Tasks →
A. According to the seminar abstract, until what time did the deep ocean remain dominantly anoxic?
B. List every period or point in time that the seminar abstract mentions.

Source passage →

┏━━

Oceanography Seminar- Dr. Osvaldo Ulloa
“While the Ocean Suffocates, the Microbes Will Play”
Current data and models suggest that during the first half of Earth’s history, there was virtually no free oxygen in the atmosphere nor in the ocean water column, and the deep ocean remained dominantly anoxic until the Neoproterozoic. Obviously today, the situation is quite different, except in regions known as “anoxic marine zones (AMZs)”. In these oceanic pelagic environments, anaerobic or facultative anaerobic microbes thrive, impacting biogeochemical cycles on a planetary scale, and in particular, having a large influence on the ocean nitrogen cycle.
Our understanding of the microbial ecology and biogeochemistry of AMZs has improved significantly during the past few decades, with the identification of some of their key microbiota, and some unexpected biogeochemical processes they mediate. Also, recent genomic studies of OMZ relatives of the globally important cyanobacterium Prochlorococcus, suggest that it may have evolved in a realtively low-oxygen ocean.
Since climate-induced warming of the upper ocean contributes to the deoxygenation of the global ocean and the expansion of AMZs, there is an urgent need to assess the impact of AMZs on marine ecosystem structure —including the deep ocean— and associated global biogeochemical cycling.

┗━━

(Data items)
┏━━

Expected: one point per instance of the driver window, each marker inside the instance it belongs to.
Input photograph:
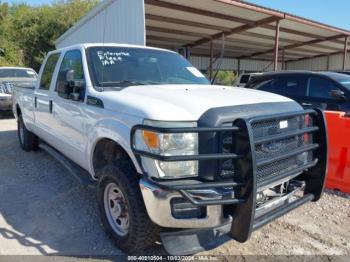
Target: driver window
(72, 61)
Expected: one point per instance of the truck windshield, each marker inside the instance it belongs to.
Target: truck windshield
(17, 73)
(121, 67)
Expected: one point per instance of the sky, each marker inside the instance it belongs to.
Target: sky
(332, 12)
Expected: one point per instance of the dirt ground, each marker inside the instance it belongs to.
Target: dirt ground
(44, 210)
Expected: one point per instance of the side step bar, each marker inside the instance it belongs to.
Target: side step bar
(81, 175)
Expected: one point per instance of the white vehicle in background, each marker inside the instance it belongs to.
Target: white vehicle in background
(10, 76)
(244, 79)
(172, 156)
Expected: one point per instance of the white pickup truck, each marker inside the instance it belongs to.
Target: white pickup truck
(173, 156)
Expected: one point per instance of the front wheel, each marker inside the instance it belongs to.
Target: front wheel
(123, 211)
(27, 139)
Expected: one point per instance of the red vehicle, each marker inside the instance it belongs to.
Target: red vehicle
(330, 92)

┗━━

Expected responses →
A. Until the Neoproterozoic.

B.
- The first half of Earth's history
- The Neoproterozoic
- Today
- The past few decades